SOURCE EXTRACT:
The Society's bids to become a patent referee proved similarly ill starred. These bids, although theywere launched repeatedly, do not seem to have been pursued with much determination. Nor is it easy to know how seriously they were entertained in Whitehall-although it seems likely that in the early days at least theywere regarded as workable. Charles II himself reportedly affirmed that "no patent should pass for any philosophical or mechanical invention, but what was first put to the examination of the society," and there were certainly cases in which the court did forward applications to the virtuosi. As late as 1713 John Arbuthnot heard that Queen Anne had declared a policy to this effect.3' But like the practitioners of established crafts, the projectors of new ones may have seen little to gain in revealing their "secrets" to a group of gentlemen who offered in return to secure their authorship. Some even seem to have feared that the Society would make itself the proprietor of registered contributions - an impression that did have some support from pronouncements by fellows, including Wallis and Hooke.33 At one point a proposal was floated in the Society to abandon its vaunted openness in order to reassure such skeptics. But the problem was never really surmounted. The Society's ambition to become an arbiter of authorship in arts and manufactures came to nothing. In part that may have been because its protocols against piracy looked, to craftsmen, like piracy itself.

Nevertheless, the Society did engage at length with patents on a number of specific technologies. When it did so, however, it always found itself in the position, not of an authoritative arbiter, but of one party among many, some of which had access to powerful allies such as the king. One well-known instance is the ferocious dispute over spring watches between Hooke and Oldenburg in the mid-1670s. 34 What made this clash so cataclysmic, perhaps, was precisely that it was a patent dispute, and as such could not be confined within the Society's conventions; Hooke himself appealed to Charles II for support. In general, while the Society was quite successful at dealing with authorship clashes within its community, it found itself on much riskier ground when it was forced to move beyond that community to arenas where different ideals held good. In the courts, at Whitehall, in craft and mercantile companies, and in overseas venues it was often competing with rival claimants to authority, expertise, and even disinterest. And it was doing so on their terrain.

GIVEN ENTRIES:

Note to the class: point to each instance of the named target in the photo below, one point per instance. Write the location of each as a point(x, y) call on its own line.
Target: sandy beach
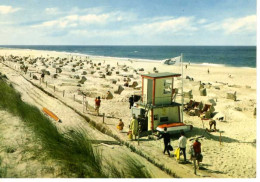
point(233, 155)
---
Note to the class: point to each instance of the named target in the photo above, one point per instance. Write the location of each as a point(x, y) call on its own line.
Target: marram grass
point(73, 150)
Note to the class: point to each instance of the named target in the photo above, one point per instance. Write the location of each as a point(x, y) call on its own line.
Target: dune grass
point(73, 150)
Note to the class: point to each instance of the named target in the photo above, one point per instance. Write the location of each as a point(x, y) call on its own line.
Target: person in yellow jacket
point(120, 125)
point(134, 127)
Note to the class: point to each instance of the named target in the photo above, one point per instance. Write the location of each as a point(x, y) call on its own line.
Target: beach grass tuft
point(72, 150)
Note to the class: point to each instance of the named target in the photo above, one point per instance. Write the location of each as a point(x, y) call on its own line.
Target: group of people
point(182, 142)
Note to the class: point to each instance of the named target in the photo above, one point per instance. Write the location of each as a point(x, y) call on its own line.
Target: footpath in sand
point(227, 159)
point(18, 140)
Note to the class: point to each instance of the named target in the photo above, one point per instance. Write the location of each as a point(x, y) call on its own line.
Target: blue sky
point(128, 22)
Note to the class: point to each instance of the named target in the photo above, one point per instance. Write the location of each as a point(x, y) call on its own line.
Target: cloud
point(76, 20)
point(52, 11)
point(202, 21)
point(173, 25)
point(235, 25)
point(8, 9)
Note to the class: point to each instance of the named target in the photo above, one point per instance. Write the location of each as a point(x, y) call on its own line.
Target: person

EXERCISES TO COMPLETE:
• 1. Say whether each statement agrees with the passage on the Society and patents above, answering yes or no and quoting the deciding words from that passage. (a) Charles II reportedly said that no patent for a philosophical or mechanical invention should pass unless the Society had examined it first. (b) The Society's ambition to arbitrate authorship in arts and manufactures was realized. (c) In the spring watch dispute, Hooke sought support from Charles II.
• 2. Please resume the passage on the Society and patents, picking up right after its final sentence.

OUTPUTS BY TASK:
• 1.
(a) Yes: "no patent should pass for any philosophical or mechanical invention, but what was first put to the examination of the society"
(b) No: "The Society's ambition to become an arbiter of authorship in arts and manufactures came to nothing."
(c) Yes: "Hooke himself appealed to Charles II for support."

• 2.
The best exemplar of this predicament was a contest that began, prosaically enough, with perhaps the commonest substance on the planet: seawater. This contest was grounded in the delicate but momentous intricacies of matter theory. But as it proceeded, it brought the Royal Society up against many of the issues and tensions roiling mid-seventeenth-century England, and that we have encountered already: the clash of royal power with commercial custom, the emerging political economy of colonialism, the relative authority of gentility and expertise, and the proper conduct of inventors and scholars in a royal state. And looming over all was the competition for naval supremacy with Britain's great rival as a trading nation, the Netherlands.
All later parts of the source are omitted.